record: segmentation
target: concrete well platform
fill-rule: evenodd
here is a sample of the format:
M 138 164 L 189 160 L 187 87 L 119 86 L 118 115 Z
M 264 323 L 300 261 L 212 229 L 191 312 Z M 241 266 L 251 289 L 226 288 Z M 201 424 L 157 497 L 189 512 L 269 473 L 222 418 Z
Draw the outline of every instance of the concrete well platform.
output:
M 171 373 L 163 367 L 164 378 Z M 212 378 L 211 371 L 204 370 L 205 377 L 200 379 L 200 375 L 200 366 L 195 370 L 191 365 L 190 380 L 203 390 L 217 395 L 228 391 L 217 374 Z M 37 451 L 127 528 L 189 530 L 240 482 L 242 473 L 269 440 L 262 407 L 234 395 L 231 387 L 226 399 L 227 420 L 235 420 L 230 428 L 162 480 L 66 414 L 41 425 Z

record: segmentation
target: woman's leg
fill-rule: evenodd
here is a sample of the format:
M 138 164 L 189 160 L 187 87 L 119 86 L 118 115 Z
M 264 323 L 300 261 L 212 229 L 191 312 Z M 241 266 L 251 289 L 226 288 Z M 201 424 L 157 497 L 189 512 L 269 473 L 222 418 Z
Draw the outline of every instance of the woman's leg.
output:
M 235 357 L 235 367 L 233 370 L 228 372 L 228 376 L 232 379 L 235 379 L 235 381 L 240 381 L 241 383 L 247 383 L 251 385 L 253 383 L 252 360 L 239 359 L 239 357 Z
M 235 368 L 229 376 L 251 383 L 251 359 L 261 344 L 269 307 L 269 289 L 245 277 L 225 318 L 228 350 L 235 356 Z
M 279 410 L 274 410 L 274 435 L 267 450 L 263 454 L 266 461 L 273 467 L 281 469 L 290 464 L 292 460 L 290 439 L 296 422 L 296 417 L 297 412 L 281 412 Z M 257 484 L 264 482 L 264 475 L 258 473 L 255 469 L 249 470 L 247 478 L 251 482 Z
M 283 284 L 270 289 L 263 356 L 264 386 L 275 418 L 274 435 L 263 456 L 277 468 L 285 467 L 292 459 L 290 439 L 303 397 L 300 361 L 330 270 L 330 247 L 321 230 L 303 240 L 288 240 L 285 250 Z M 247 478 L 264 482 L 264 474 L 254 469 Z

+===+

• [What you will do]: Could each line above be retyped exactly?

• [Exercise solution]:
record: segmentation
target: concrete well platform
fill-rule: evenodd
here is a sample of the format:
M 138 164 L 189 160 L 187 87 L 119 86 L 118 115 Z
M 264 323 L 300 261 L 212 229 L 191 312 Z M 241 266 L 251 289 L 226 288 Z M 201 424 L 157 497 L 189 512 L 269 473 L 222 418 Z
Draw the outline of every instance of the concrete well platform.
output:
M 171 373 L 163 367 L 164 378 Z M 212 378 L 211 371 L 204 370 L 205 377 L 200 379 L 200 375 L 200 366 L 195 370 L 191 365 L 190 380 L 203 390 L 217 395 L 228 391 L 217 374 Z M 37 451 L 127 528 L 189 530 L 240 482 L 242 473 L 269 440 L 262 407 L 234 395 L 231 387 L 226 399 L 227 420 L 235 420 L 230 428 L 162 480 L 66 414 L 41 425 Z

record: segmentation
target: woman's leg
fill-rule: evenodd
here is a sample of the format:
M 138 164 L 189 160 L 187 87 L 119 86 L 118 115 Z
M 264 323 L 300 261 L 212 229 L 191 312 Z M 241 266 L 251 289 L 226 288 Z M 201 424 L 157 497 L 189 512 L 269 473 L 222 418 Z
Draw the outline of every instance of the woman's leg.
output:
M 235 357 L 235 367 L 233 370 L 228 372 L 228 376 L 232 379 L 235 379 L 235 381 L 240 381 L 241 383 L 247 383 L 251 385 L 253 383 L 252 360 L 239 359 L 239 357 Z
M 235 368 L 229 376 L 251 383 L 251 359 L 261 344 L 269 307 L 269 289 L 245 277 L 225 318 L 228 350 L 235 356 Z
M 279 410 L 274 410 L 274 435 L 267 450 L 263 454 L 266 461 L 273 467 L 281 469 L 290 464 L 292 460 L 290 439 L 296 422 L 296 417 L 297 412 L 281 412 Z M 257 484 L 264 482 L 264 475 L 258 473 L 255 469 L 249 470 L 247 478 L 251 482 Z
M 283 284 L 270 289 L 263 356 L 264 386 L 275 418 L 274 435 L 263 456 L 277 468 L 285 467 L 292 459 L 290 439 L 303 397 L 300 361 L 330 270 L 330 247 L 321 230 L 303 240 L 288 240 L 285 250 Z M 247 478 L 264 482 L 264 474 L 254 469 Z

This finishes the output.